> _EXERCISE PASSAGE_

As the parent company of nine cruise brands including the coronavirus-marred Princess Cruises, Carnival counts more than 100 ships in its fleet. The 18 ships to be sold account for roughly 12% of Carnival’s fleet and 3% of its 2019 operating income, according to the filing.
The announcement comes as the Centres for Disease Control’s no-sail order on cruises stretches into its sixth month. The CDC halted cruise operations in March after the ships emerged as some of the earliest COVID-19 hotspots. The Miami Herald reports that at least 24 Carnival Corporation ships had outbreaks, leading to at least 80 deaths among passengers and crew members.
In earnings documents, Carnival reported a $US2.9 billion net loss for the third quarter of 2020 and said it is speeding up the removal of less-efficient ships that it had planned to sell in coming years. Reducing capacity will “structurally lower cost base, while retaining the most cash generative assets in our portfolio,” Carnival CEO Arnold Donald said in the filing.

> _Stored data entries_
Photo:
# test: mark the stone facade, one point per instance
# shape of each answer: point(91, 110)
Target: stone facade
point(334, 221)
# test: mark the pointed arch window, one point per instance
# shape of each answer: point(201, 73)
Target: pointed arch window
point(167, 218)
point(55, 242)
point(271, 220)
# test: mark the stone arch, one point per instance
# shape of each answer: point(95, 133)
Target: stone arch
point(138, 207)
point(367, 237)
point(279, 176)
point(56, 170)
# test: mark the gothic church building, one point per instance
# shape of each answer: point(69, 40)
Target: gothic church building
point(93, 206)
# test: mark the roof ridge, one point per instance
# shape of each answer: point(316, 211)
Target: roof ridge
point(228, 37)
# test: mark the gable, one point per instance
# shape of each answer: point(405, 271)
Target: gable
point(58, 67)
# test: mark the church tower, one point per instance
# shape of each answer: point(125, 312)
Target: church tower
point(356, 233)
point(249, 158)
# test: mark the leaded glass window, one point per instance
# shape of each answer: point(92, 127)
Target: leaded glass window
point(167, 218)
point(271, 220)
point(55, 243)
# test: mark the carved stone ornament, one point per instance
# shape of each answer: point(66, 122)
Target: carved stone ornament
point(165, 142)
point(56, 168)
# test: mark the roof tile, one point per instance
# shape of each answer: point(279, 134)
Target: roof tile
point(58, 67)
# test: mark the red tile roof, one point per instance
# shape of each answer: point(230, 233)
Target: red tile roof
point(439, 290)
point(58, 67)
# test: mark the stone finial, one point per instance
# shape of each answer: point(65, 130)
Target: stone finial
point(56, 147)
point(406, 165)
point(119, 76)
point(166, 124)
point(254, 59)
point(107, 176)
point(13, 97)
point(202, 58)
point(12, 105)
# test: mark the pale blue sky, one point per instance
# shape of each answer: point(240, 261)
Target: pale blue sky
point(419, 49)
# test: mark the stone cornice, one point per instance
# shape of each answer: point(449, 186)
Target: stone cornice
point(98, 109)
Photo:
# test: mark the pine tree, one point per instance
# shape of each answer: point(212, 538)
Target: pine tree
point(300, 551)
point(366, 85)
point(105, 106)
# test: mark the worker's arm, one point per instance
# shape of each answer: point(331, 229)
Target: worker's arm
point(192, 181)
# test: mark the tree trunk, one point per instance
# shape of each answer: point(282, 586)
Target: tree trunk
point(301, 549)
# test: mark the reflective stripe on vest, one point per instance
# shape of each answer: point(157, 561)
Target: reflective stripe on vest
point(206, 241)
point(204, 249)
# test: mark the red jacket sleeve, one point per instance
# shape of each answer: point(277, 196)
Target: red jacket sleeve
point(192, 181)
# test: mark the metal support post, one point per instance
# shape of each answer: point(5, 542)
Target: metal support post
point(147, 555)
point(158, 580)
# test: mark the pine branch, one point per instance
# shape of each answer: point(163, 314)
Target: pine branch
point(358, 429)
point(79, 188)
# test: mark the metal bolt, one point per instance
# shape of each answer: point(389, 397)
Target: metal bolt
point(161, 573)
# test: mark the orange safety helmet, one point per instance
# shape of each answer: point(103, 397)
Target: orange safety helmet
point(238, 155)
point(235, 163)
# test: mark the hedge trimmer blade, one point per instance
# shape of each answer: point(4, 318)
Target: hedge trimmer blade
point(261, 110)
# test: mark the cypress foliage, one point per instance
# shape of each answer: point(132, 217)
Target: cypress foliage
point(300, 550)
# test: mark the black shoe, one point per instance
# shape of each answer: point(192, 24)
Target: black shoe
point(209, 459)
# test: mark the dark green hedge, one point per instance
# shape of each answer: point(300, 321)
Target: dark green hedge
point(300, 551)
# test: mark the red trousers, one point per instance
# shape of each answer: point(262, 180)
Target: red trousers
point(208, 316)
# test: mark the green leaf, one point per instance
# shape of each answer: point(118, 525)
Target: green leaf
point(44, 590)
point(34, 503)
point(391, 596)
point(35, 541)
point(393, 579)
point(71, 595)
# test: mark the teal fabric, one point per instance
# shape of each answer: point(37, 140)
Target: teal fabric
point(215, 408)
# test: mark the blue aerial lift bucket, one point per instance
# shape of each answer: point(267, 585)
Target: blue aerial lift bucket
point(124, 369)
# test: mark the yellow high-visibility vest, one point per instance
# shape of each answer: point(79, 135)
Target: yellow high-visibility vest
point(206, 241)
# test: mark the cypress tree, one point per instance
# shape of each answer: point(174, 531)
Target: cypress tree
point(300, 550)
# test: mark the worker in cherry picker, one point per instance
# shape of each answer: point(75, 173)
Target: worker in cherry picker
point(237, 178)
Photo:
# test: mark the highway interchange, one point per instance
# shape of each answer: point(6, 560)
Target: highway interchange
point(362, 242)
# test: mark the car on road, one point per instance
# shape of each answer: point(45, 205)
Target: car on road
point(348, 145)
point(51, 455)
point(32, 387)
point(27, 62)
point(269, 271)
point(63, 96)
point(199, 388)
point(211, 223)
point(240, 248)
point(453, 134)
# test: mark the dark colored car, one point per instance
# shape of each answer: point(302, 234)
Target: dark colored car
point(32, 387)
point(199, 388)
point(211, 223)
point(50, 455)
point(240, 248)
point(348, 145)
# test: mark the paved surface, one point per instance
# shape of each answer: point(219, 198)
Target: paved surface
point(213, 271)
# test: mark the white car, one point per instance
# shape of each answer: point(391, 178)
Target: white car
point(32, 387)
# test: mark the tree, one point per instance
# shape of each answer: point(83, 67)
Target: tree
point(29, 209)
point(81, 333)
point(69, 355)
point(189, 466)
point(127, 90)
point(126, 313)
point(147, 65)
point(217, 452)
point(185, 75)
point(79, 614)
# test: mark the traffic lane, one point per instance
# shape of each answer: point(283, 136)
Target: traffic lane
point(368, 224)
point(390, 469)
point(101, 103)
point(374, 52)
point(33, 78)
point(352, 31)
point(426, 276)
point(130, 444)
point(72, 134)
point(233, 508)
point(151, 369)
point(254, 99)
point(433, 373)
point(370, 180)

> _CHECK YOUR UNDERSTANDING_
a - Write out the stretch of the passage on Carnival's fleet from "The announcement comes" through "and crew members.", keeping every word unchanged.
b - According to the passage on Carnival's fleet, how many Carnival Corporation ships had outbreaks, as reported by the Miami Herald?
c - List every company or organization named in the passage on Carnival's fleet.

> _RESPONSES_
a -
The announcement comes as the Centres for Disease Control’s no-sail order on cruises stretches into its sixth month. The CDC halted cruise operations in March after the ships emerged as some of the earliest COVID-19 hotspots. The Miami Herald reports that at least 24 Carnival Corporation ships had outbreaks, leading to at least 80 deaths among passengers and crew members.

b - At least 24 ships.

c -
Carnival (Carnival Corporation)
Princess Cruises
Centres for Disease Control (CDC)
The Miami Herald